PROVIDED RECORDS:
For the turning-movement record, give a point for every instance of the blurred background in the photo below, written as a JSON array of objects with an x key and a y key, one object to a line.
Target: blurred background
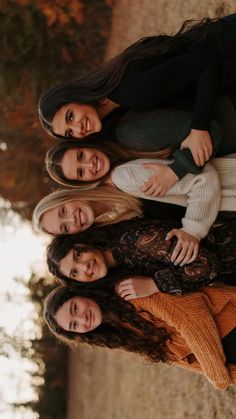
[{"x": 42, "y": 43}]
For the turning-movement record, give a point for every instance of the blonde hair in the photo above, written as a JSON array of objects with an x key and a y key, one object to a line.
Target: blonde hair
[{"x": 123, "y": 205}]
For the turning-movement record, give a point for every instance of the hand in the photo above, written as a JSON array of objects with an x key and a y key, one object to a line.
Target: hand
[
  {"x": 186, "y": 249},
  {"x": 137, "y": 287},
  {"x": 200, "y": 145},
  {"x": 161, "y": 181}
]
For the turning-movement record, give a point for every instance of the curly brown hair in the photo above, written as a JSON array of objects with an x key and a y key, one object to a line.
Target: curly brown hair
[{"x": 123, "y": 326}]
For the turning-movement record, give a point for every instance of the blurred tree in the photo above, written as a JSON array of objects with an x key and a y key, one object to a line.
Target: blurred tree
[{"x": 42, "y": 42}]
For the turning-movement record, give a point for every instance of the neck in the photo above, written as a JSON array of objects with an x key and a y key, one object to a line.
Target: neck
[
  {"x": 110, "y": 261},
  {"x": 106, "y": 107},
  {"x": 100, "y": 208}
]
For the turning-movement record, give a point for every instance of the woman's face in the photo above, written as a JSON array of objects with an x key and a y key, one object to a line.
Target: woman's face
[
  {"x": 85, "y": 266},
  {"x": 85, "y": 164},
  {"x": 76, "y": 120},
  {"x": 79, "y": 314},
  {"x": 69, "y": 218}
]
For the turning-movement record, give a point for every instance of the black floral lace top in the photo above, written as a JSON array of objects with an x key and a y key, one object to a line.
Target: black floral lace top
[{"x": 141, "y": 246}]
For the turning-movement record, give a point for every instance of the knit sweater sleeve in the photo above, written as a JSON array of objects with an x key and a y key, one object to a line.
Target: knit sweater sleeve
[
  {"x": 192, "y": 319},
  {"x": 199, "y": 193}
]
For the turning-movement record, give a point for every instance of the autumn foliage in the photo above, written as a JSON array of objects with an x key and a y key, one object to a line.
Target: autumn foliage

TASK INSTRUCTIONS: Nothing but the lines from the one with "of the knit" through the end of the data above should be repeated, each exactly as it stands.

RESULT BELOW:
For the turning-movement record, give a point for every instance of the knit sweater sleeve in the photo above, written as a JSON array of objects with an x key and a y key, one object to a line.
Target: knit sweater sleeve
[
  {"x": 192, "y": 319},
  {"x": 199, "y": 193}
]
For the turning-movement record, give a point for every instance of the autumn foliage in the photo above, written as a JSON array of objects with an x key and a y key, one object to a line.
Target: autumn foliage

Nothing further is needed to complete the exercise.